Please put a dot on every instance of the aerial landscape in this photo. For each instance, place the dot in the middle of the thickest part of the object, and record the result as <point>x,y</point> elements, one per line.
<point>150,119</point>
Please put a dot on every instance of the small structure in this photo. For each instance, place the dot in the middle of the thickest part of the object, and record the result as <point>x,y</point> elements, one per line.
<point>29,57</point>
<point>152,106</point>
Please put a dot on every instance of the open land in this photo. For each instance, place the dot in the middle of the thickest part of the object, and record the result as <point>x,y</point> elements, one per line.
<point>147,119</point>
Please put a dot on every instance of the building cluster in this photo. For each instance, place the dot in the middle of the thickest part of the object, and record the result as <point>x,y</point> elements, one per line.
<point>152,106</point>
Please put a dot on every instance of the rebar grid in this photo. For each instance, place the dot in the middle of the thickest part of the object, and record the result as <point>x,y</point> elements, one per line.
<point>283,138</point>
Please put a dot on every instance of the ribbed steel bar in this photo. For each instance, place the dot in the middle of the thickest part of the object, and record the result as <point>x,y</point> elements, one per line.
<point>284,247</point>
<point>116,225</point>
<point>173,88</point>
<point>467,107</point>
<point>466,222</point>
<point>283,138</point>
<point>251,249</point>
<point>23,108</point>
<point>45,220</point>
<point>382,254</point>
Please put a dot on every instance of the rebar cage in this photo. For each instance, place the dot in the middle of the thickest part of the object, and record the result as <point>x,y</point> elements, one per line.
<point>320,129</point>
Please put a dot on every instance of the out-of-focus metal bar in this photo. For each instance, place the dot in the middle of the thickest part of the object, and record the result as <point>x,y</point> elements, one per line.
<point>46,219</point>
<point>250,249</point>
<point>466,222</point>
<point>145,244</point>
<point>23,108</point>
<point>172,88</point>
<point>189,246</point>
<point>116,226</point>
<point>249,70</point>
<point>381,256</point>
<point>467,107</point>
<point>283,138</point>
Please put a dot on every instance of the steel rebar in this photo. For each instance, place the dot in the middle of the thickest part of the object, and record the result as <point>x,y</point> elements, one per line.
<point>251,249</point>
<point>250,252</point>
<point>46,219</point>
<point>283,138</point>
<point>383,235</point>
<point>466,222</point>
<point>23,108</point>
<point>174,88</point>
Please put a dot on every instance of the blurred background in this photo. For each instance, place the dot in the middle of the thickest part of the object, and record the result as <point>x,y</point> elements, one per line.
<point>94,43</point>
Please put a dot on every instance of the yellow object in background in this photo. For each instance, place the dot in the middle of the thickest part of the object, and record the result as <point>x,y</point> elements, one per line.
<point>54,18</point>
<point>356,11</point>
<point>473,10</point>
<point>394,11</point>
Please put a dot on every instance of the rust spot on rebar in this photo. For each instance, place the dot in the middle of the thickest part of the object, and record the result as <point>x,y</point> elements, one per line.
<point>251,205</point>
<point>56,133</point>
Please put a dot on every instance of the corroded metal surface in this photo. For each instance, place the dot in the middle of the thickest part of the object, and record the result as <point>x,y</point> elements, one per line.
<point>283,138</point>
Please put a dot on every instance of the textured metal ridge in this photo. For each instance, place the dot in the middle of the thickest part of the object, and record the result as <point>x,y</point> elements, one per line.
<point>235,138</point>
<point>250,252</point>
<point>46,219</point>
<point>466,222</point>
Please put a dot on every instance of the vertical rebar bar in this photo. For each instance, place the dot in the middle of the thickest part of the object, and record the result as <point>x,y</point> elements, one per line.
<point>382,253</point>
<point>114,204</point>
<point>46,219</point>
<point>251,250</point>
* * * * * * *
> Work instructions: Reproduce the material above word for word, in full and in its original order.

> Exercise result:
Please put a dot on every instance of the aerial landscape in this photo. For each instance, place the dot in the middle of the thickest part of the object, and record the result as <point>x,y</point> elements, one per line.
<point>150,119</point>
Please put a dot on every instance of the small structure in this photo. For each instance, place the dot in the middle of the thickest part of the object, and record the result as <point>x,y</point> elements, one per line.
<point>29,57</point>
<point>152,106</point>
Please put a dot on every instance of the open land in this photo. For each instance, place the dot in the middle of the thickest part of the object, and record the result as <point>x,y</point> elements, one per line.
<point>147,119</point>
Please put a dot on every instance of the building cluster in this photo. For each instance, place the dot in the middle of the thickest part of the object, and record the result as <point>x,y</point> elements, one per line.
<point>152,106</point>
Please put a dot on every instance of the rebar grid in this photo. For each instance, place the dot in the middle of the thickest part of the object, and record the result as <point>x,y</point> elements, one per line.
<point>283,138</point>
Please put a dot on every instance of the ribbed steel bar in this photo. For each instance, place the dot in the middle of the thickest part of the object, and record the result as <point>x,y</point> elements, one per line.
<point>284,247</point>
<point>116,225</point>
<point>173,88</point>
<point>467,107</point>
<point>466,222</point>
<point>283,138</point>
<point>251,249</point>
<point>23,108</point>
<point>45,220</point>
<point>382,254</point>
Please put a dot on every instance of the rebar cage in this photo. For each instance, place the dot in the middle of the thickest part of the object, and record the result as <point>x,y</point> elements, one per line.
<point>320,129</point>
Please put a dot on every instance of the out-of-focus metal bar in this photo. For each instance, place the dot in the middle of the thickest part of the object, and record the result as <point>x,y</point> elements, one per line.
<point>46,219</point>
<point>250,249</point>
<point>466,222</point>
<point>145,244</point>
<point>23,108</point>
<point>172,88</point>
<point>189,246</point>
<point>116,226</point>
<point>249,70</point>
<point>381,256</point>
<point>467,107</point>
<point>283,138</point>
Please put a dot on every instance of the steel rebar in this photo. For each instance, place the dot in the middle of the thickest part of the object, and record the result as <point>x,y</point> elements, one per line.
<point>251,249</point>
<point>250,252</point>
<point>46,219</point>
<point>283,138</point>
<point>383,235</point>
<point>466,222</point>
<point>23,108</point>
<point>174,88</point>
Please put a dot on every instance of the blurred background in this photo. For each instance, place the dot in the middle of the thickest part of the object, and record the result as <point>x,y</point> elements, one per line.
<point>94,43</point>
Please put a dot on every instance of the yellow object in background in this photo. For each instance, place the dot in the middle of the thickest part of the object, and record the result as <point>x,y</point> elements, one per line.
<point>54,18</point>
<point>356,11</point>
<point>473,10</point>
<point>394,11</point>
Please put a dot on every instance of the rust spot on rebar in this photo. For each instance, place the dot in the middle of the thickest part of the object, and record the result as <point>x,y</point> elements, one per line.
<point>251,205</point>
<point>56,133</point>
Please put a dot on every instance of the corroded metal surface in this photo. For each instance, place the dot in the middle of the thickest part of the object, and record the result as <point>x,y</point> elements, one per line.
<point>283,138</point>
Please put a dot on every instance of the textured metal ridge in this photo. For each instance, place the dot in the middle of the thickest part of the object, and record the result as <point>x,y</point> elements, one per line.
<point>235,138</point>
<point>250,252</point>
<point>46,219</point>
<point>466,222</point>
Please put a dot on every instance of the vertical rebar bar in this photo. For each instance, place the dot in the middle of the thickest part of the object, and record the result as <point>x,y</point> elements, one per line.
<point>382,253</point>
<point>114,204</point>
<point>46,219</point>
<point>251,250</point>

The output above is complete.